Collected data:
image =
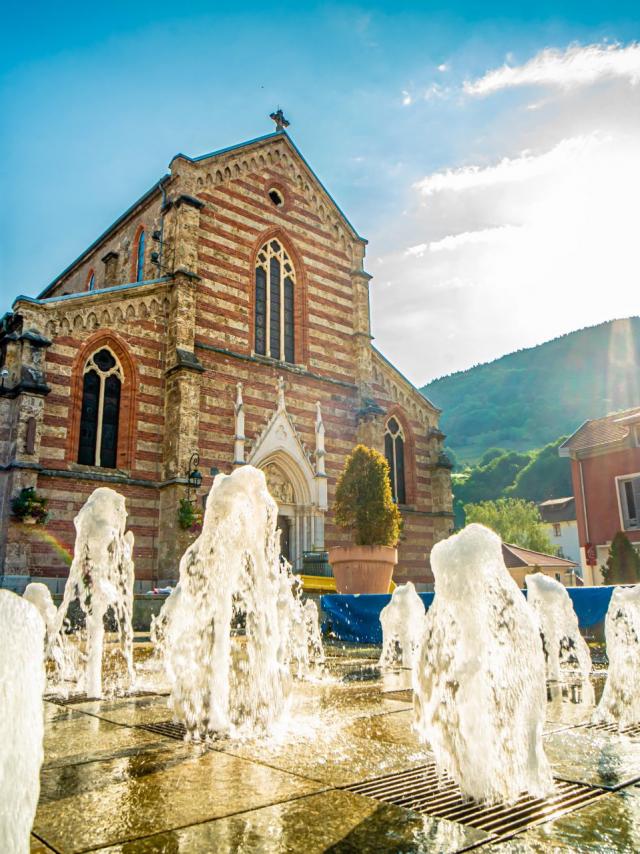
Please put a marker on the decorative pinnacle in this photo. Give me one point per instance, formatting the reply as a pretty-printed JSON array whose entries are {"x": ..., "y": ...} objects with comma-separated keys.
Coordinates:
[{"x": 279, "y": 119}]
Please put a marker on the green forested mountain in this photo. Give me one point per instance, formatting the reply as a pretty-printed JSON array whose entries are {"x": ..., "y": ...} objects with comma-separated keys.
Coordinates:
[{"x": 527, "y": 399}]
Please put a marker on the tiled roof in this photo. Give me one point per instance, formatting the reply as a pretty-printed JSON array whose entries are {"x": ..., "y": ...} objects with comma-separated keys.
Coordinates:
[
  {"x": 602, "y": 431},
  {"x": 558, "y": 509},
  {"x": 515, "y": 556}
]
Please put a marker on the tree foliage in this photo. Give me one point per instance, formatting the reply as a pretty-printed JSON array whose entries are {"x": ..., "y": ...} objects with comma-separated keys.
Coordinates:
[
  {"x": 514, "y": 520},
  {"x": 546, "y": 475},
  {"x": 364, "y": 502},
  {"x": 623, "y": 563}
]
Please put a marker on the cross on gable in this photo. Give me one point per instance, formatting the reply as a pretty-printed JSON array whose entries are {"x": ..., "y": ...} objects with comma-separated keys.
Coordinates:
[{"x": 279, "y": 119}]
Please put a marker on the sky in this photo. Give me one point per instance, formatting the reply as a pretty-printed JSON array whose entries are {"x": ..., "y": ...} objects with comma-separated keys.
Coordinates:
[{"x": 490, "y": 153}]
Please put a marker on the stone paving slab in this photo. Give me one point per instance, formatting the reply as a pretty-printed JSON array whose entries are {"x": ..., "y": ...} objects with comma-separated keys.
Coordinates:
[
  {"x": 131, "y": 711},
  {"x": 595, "y": 758},
  {"x": 332, "y": 821},
  {"x": 82, "y": 738},
  {"x": 106, "y": 802},
  {"x": 331, "y": 756}
]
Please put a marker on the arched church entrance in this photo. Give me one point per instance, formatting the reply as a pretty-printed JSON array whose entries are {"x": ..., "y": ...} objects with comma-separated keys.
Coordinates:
[{"x": 300, "y": 524}]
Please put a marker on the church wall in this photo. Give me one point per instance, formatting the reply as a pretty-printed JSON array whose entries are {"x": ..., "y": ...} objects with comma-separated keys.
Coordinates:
[
  {"x": 123, "y": 241},
  {"x": 222, "y": 238},
  {"x": 138, "y": 322}
]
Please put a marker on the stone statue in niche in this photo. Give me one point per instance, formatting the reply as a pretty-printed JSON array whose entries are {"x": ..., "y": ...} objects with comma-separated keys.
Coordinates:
[{"x": 278, "y": 485}]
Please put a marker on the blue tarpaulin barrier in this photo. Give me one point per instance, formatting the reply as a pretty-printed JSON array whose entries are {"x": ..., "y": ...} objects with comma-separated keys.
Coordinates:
[{"x": 357, "y": 618}]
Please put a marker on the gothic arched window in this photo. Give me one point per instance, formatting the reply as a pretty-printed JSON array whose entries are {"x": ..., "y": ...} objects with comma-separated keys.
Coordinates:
[
  {"x": 101, "y": 385},
  {"x": 140, "y": 257},
  {"x": 394, "y": 452},
  {"x": 275, "y": 282}
]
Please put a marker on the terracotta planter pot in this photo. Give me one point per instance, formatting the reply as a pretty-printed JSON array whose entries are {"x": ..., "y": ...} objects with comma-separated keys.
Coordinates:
[{"x": 363, "y": 569}]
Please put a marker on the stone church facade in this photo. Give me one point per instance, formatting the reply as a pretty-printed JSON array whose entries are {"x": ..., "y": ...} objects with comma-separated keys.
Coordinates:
[{"x": 226, "y": 313}]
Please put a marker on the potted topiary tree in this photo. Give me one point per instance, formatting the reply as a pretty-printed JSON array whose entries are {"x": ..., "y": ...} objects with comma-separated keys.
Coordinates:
[{"x": 364, "y": 505}]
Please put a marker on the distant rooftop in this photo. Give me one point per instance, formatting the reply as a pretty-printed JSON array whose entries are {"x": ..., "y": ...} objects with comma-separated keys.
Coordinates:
[
  {"x": 516, "y": 557},
  {"x": 596, "y": 432},
  {"x": 558, "y": 509}
]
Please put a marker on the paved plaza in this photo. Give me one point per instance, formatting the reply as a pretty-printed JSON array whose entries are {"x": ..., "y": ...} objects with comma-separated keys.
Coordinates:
[{"x": 346, "y": 774}]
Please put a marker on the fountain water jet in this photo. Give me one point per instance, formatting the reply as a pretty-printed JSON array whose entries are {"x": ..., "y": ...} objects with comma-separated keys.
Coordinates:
[
  {"x": 233, "y": 566},
  {"x": 620, "y": 701},
  {"x": 40, "y": 596},
  {"x": 566, "y": 651},
  {"x": 479, "y": 677},
  {"x": 402, "y": 624},
  {"x": 22, "y": 679},
  {"x": 101, "y": 577}
]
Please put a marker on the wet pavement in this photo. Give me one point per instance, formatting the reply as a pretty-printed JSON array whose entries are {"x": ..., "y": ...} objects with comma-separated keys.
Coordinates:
[{"x": 109, "y": 783}]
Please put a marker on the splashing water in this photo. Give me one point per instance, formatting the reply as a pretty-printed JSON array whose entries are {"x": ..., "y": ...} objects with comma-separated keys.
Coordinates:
[
  {"x": 299, "y": 626},
  {"x": 160, "y": 624},
  {"x": 479, "y": 676},
  {"x": 232, "y": 567},
  {"x": 313, "y": 634},
  {"x": 22, "y": 634},
  {"x": 620, "y": 701},
  {"x": 402, "y": 624},
  {"x": 40, "y": 596},
  {"x": 101, "y": 577},
  {"x": 566, "y": 651}
]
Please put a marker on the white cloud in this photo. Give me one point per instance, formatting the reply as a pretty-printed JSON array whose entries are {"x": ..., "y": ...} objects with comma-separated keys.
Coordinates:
[
  {"x": 573, "y": 67},
  {"x": 482, "y": 236},
  {"x": 509, "y": 170}
]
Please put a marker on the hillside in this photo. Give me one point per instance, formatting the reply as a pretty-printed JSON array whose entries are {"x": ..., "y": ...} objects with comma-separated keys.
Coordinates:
[{"x": 526, "y": 399}]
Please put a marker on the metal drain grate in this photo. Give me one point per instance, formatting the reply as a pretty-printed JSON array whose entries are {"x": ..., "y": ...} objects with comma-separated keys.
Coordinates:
[
  {"x": 405, "y": 695},
  {"x": 632, "y": 730},
  {"x": 58, "y": 700},
  {"x": 425, "y": 791},
  {"x": 82, "y": 698},
  {"x": 169, "y": 728}
]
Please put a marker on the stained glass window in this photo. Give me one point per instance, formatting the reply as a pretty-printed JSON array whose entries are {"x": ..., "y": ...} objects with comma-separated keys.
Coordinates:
[
  {"x": 274, "y": 314},
  {"x": 140, "y": 258},
  {"x": 394, "y": 452},
  {"x": 100, "y": 413}
]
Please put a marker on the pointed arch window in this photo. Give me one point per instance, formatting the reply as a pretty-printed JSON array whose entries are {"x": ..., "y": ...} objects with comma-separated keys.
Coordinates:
[
  {"x": 274, "y": 319},
  {"x": 140, "y": 257},
  {"x": 101, "y": 387},
  {"x": 394, "y": 452}
]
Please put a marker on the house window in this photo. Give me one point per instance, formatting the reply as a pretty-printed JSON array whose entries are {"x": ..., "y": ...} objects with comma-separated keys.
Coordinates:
[
  {"x": 101, "y": 386},
  {"x": 629, "y": 492},
  {"x": 140, "y": 258},
  {"x": 394, "y": 452},
  {"x": 274, "y": 318}
]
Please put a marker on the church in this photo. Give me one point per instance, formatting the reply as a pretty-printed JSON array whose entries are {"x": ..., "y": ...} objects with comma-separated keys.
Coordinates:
[{"x": 221, "y": 320}]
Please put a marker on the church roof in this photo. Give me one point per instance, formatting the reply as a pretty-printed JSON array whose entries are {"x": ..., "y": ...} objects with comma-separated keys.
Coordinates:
[{"x": 278, "y": 134}]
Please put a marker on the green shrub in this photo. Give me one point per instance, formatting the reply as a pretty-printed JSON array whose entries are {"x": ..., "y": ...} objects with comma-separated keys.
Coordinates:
[
  {"x": 623, "y": 563},
  {"x": 364, "y": 503},
  {"x": 189, "y": 516},
  {"x": 29, "y": 503}
]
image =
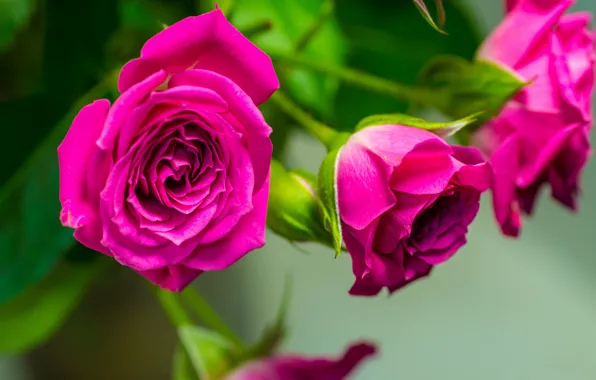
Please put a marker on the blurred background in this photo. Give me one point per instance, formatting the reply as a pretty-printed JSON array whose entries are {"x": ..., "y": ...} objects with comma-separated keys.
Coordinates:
[{"x": 500, "y": 310}]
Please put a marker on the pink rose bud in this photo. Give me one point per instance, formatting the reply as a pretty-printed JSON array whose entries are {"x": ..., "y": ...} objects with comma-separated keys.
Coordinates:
[
  {"x": 289, "y": 367},
  {"x": 173, "y": 178},
  {"x": 405, "y": 200},
  {"x": 541, "y": 136}
]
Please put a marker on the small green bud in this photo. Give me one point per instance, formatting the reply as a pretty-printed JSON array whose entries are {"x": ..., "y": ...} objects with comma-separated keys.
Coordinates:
[{"x": 294, "y": 211}]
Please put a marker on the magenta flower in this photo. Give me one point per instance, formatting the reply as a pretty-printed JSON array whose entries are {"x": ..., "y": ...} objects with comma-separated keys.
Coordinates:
[
  {"x": 290, "y": 367},
  {"x": 172, "y": 179},
  {"x": 541, "y": 137},
  {"x": 405, "y": 200}
]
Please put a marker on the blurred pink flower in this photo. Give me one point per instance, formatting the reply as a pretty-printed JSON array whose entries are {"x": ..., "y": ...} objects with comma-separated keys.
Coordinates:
[
  {"x": 541, "y": 137},
  {"x": 292, "y": 367}
]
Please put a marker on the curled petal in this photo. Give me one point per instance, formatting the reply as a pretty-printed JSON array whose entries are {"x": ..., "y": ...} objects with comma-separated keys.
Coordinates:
[{"x": 208, "y": 42}]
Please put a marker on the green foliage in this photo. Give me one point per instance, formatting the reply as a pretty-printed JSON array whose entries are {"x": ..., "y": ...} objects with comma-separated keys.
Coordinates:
[
  {"x": 14, "y": 14},
  {"x": 443, "y": 129},
  {"x": 465, "y": 87},
  {"x": 293, "y": 211},
  {"x": 32, "y": 317},
  {"x": 327, "y": 191},
  {"x": 291, "y": 20},
  {"x": 210, "y": 354},
  {"x": 391, "y": 40}
]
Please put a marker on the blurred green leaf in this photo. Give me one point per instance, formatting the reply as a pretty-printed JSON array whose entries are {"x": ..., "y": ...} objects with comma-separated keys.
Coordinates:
[
  {"x": 14, "y": 14},
  {"x": 32, "y": 239},
  {"x": 75, "y": 45},
  {"x": 182, "y": 367},
  {"x": 291, "y": 19},
  {"x": 32, "y": 317},
  {"x": 210, "y": 354},
  {"x": 463, "y": 87},
  {"x": 391, "y": 40}
]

▶ **WORK ITEM**
Go through the records above and, whenever a line includes the word "stone", copy it.

▶ **RESPONSE TO THIS TASK**
Please put a marker on the stone paving slab in this photo. Give me one point per instance, formatting the reply as a pretty-printed JSON array whose entries are {"x": ..., "y": ...} objects with comma-separated keys.
Please put a marker on the stone statue in niche in this photo. Give me one point per instance, formatting the reply as a pretty-printed JSON array whose entries are {"x": ..., "y": ...} objects with comma-separated keys.
Please put a marker on the stone church facade in this photo. Give me one point per instance, formatting the reply as a pretty-printed JSON array whose entries are {"x": ..., "y": ...} objects with comma-separated keys.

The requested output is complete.